The Technology, Economic Development and Veterans Committee met in executive session to consider three bills and their amendments, and the committee reported all three out with due-pass recommendations.
Senate Bill 5,420 (veterans benefits): Vice Chair moved that substitute Senate Bill 5,420 be reported out of committee with a due-pass as amended recommendation. Representative Penner moved the striking amendment H 3,640.1, which staff explained changes certain references from a discharge for "physical reasons" to a "medical discharge with an honorable record" and defines qualifying discharge categories (honorable; general under honorable conditions; or discharge for reasons related to sexual orientation or gender). Debate noted that the change could widen eligibility by including mental-health-related medical discharges. The amendment was adopted by voice vote, and the committee voted to report SB 5,420 as amended (recorded tally: 12 ayes, 0 nays, 1 excused).
Senate Bill 56 49 (supply chain competitiveness infrastructure program): Staff described two amendments: WALE 397 (Rep. Penner) directing WSDOT to include performance metrics and allow scoring preference for projects that directly benefit in‑state production and supply-chain resilience; and WALE 392 (Rep. Ryu) restricting program eligibility to projects not eligible for Freight Mobility Strategic Investment Board funding. Members discussed supporting Washington agriculture and manufacturing and adopted the amendments. The committee reported the bill out as amended (recorded tally: 12 ayes, 0 nays, 1 excused).

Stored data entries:
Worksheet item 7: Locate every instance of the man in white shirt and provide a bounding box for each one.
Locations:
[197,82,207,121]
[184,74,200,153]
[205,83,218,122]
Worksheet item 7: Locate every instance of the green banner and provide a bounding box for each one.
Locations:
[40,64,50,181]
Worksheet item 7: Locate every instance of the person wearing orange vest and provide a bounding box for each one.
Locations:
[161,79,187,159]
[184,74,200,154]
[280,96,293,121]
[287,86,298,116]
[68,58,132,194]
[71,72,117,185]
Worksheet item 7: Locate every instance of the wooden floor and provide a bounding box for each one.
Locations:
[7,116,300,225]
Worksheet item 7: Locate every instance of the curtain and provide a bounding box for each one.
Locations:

> _Actions to take_:
1 > In the committee meeting summary, who moved the striking amendment to the veterans benefits bill?
2 > Write the next part of the committee meeting summary, starting after its last sentence.

> _Task-by-task answers_:
1 > Representative Penner

2 >
Senate Bill 5,984 (AI companion chatbots): The committee considered several amendments that clarified gaming-system and educational-tool exclusions, limited operators from using sensitive personal data to infer or estimate age, added manipulative-engagement technique examples (such as personal pronouns and output implying a personal relationship), required data minimization for personal data collection, and removed an exemption for underlying general-purpose AI models. Representative Penner and others emphasized the risk that compliance could drive problematic data-collection practices and urged protections for privacy; Representative Klobuch and others emphasized youth and vulnerable-adult protections, citing cases where chatbots reinforced harmful ideation. Some amendments failed; others were adopted. The committee took a roll-call vote and reported SB 5,984 out of committee as amended (recorded tally: 8 ayes, 4 nays, 1 excused). Representative Penner registered a reluctant or 'nay without recommendation' on some motions and voiced privacy concerns during debate.
Record vote details are reflected in committee staff announcements and the roll call recorded in the transcript. The committee adjourned after the votes.